• WHAT IS EXPECTED
Answer these questions using the chlamydia vaccine article.
1. How many people are infected with chlamydia worldwide each year?
2. In what year did the vaccine project start?
3. How many women were vaccinated in the first clinical trial?

(GIVEN PASSAGE Opens)

Chlamydia is one of the largest health problems across the globe, and each year 131 million people are infected worldwide
It can leave many infected by the sexually transmitted disease infertile, which is why it is hugely promising that researchers have conducted successful first clinical trials into a vaccine.
Researchers from Statens Serum Institute (SSI) and Imperial College London have published the results in scientific journal the Lancet Infectious Diseases.
Head of Department at SSI, Frank Follman, said: “The vaccine showed the exact immune response we had hoped for and which we have seen in our animal tests. The most important result is that we have seen protective antibodies against chlamydia in the genital tracts. Our initial trials show them preventing the chlamydia bacteria from penetrating the cells of the body. This means that we have come a lot closer to a vaccine against chlamydia.”
Difficult to attack
The project started in 2004 and was in part funded by EU’s seventh framework programme and Innovation fund Denmark.
The challenge has been to find the weak point of the Chlamydia bacteria and also to find the most effective way of vaccinating.
A few years ago, researchers solved the first part of the challenge. They discovered that the weak point of the chlamydia bacteria was a special protein in the bacteria. Since then they have experimented on finding a new and more effective way of vaccinating to target this exact protein.
All women in the trial developed an immune response against Chlamydia
In the first clinical trial with this new vaccine, 35 women were vaccinated. There were no serious side effects of the vaccine.
“We took blood samples of the women during the trial. They showed that all vaccinated women had generated specific antibodies and T cells against Chlamydia,” says Frank Follmann.
Full speed ahead on the development of the vaccine
The question now is if the vaccine will protect against chlamydia when women are infected in the real world.

(GIVEN PASSAGE Closes)
(INFORMATION GIVEN Opens)

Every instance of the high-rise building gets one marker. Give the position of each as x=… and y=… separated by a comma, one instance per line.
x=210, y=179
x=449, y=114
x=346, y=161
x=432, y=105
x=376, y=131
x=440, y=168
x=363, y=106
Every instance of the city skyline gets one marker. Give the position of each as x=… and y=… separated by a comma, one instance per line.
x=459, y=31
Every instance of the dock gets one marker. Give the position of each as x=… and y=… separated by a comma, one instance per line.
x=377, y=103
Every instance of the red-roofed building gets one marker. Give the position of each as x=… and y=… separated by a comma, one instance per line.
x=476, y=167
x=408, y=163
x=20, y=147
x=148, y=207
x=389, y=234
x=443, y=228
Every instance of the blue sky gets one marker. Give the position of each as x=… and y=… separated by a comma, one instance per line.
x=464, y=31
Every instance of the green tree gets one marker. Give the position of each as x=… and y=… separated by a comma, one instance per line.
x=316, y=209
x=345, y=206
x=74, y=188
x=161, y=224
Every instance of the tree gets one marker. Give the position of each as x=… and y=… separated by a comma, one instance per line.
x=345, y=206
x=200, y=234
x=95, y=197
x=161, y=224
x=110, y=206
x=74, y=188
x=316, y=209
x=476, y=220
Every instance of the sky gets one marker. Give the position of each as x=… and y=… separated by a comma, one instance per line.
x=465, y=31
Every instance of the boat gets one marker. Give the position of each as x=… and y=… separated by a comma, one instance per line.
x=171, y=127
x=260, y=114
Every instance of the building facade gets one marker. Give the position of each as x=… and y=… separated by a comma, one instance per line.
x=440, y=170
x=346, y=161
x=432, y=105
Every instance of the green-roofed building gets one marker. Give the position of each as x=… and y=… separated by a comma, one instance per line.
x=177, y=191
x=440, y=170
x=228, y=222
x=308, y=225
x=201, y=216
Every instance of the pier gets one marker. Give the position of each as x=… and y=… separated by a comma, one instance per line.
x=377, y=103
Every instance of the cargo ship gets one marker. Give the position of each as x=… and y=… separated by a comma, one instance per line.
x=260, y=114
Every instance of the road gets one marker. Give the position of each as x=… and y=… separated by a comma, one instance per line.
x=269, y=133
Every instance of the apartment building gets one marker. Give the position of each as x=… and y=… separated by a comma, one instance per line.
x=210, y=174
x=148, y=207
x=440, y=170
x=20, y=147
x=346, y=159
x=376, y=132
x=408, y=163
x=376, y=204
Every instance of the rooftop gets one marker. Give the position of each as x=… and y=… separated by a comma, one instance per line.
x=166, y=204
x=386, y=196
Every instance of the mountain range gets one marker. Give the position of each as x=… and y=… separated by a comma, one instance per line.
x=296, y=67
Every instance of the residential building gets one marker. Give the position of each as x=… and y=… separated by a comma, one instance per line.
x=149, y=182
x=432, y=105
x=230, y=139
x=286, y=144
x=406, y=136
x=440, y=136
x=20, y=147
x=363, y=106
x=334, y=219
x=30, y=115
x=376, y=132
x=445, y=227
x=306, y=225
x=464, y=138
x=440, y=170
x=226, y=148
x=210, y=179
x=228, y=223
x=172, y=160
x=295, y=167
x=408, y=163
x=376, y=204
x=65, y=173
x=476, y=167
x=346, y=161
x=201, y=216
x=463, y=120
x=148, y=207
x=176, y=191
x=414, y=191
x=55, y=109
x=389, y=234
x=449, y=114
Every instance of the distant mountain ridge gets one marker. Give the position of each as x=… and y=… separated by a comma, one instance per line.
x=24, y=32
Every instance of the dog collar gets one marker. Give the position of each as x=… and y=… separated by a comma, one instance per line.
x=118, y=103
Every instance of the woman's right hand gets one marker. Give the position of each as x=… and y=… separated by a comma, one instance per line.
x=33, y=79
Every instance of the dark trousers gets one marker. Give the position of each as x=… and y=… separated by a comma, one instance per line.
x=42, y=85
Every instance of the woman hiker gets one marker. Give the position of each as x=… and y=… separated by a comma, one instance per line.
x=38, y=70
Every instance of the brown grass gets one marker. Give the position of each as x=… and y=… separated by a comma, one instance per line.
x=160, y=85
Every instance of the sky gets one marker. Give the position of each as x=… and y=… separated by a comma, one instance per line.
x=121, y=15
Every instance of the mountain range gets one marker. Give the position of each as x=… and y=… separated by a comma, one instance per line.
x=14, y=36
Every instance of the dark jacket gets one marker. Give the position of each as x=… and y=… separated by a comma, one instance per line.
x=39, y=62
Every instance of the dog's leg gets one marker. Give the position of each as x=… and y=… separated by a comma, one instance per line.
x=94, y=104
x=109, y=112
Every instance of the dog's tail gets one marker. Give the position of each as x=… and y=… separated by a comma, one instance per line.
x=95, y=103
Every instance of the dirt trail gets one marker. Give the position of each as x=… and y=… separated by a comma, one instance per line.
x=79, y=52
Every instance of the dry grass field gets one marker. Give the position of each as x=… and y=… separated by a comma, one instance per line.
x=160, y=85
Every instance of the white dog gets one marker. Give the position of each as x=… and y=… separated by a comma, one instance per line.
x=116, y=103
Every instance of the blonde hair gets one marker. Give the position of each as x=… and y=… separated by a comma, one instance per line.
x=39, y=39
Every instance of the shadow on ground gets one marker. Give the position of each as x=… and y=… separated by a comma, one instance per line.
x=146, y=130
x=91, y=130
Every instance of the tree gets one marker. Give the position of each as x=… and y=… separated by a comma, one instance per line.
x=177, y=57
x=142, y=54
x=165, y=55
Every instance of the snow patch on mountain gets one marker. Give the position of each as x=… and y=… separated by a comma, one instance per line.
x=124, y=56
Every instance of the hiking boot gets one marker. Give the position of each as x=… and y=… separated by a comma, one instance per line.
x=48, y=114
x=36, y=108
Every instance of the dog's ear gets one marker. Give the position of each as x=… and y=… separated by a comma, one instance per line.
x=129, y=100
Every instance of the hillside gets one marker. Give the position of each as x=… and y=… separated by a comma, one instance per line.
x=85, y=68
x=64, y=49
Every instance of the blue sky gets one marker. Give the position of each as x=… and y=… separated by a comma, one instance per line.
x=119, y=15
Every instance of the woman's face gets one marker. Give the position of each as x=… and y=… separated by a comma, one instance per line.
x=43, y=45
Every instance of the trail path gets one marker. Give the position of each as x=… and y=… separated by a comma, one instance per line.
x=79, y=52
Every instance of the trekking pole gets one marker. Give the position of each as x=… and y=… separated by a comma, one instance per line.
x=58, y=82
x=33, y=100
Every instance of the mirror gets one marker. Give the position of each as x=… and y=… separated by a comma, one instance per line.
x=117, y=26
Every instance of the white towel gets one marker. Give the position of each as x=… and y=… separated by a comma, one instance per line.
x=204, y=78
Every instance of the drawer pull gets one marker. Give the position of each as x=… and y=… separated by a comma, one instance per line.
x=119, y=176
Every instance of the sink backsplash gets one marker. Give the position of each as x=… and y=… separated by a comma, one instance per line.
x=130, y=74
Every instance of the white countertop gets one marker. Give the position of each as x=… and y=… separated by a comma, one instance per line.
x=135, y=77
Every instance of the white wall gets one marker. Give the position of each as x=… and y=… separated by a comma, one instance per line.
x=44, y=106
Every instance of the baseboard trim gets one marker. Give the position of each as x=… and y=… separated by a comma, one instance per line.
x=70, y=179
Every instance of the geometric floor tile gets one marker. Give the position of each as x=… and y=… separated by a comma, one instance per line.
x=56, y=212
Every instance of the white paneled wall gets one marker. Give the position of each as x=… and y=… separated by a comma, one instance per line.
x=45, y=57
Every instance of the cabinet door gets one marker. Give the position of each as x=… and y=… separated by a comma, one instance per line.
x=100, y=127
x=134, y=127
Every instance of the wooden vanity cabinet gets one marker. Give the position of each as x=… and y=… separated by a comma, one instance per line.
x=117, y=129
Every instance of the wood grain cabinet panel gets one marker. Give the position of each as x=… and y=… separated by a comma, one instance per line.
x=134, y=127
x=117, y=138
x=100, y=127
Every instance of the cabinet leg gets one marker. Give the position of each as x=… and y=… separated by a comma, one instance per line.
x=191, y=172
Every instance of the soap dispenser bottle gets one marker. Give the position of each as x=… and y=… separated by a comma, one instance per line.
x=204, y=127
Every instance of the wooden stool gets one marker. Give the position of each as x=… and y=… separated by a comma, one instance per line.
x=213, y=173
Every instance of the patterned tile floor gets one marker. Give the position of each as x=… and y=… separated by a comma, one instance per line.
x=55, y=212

(INFORMATION GIVEN Closes)

• ANSWER TO THIS TASK
1. 131 million
2. 2004
3. 35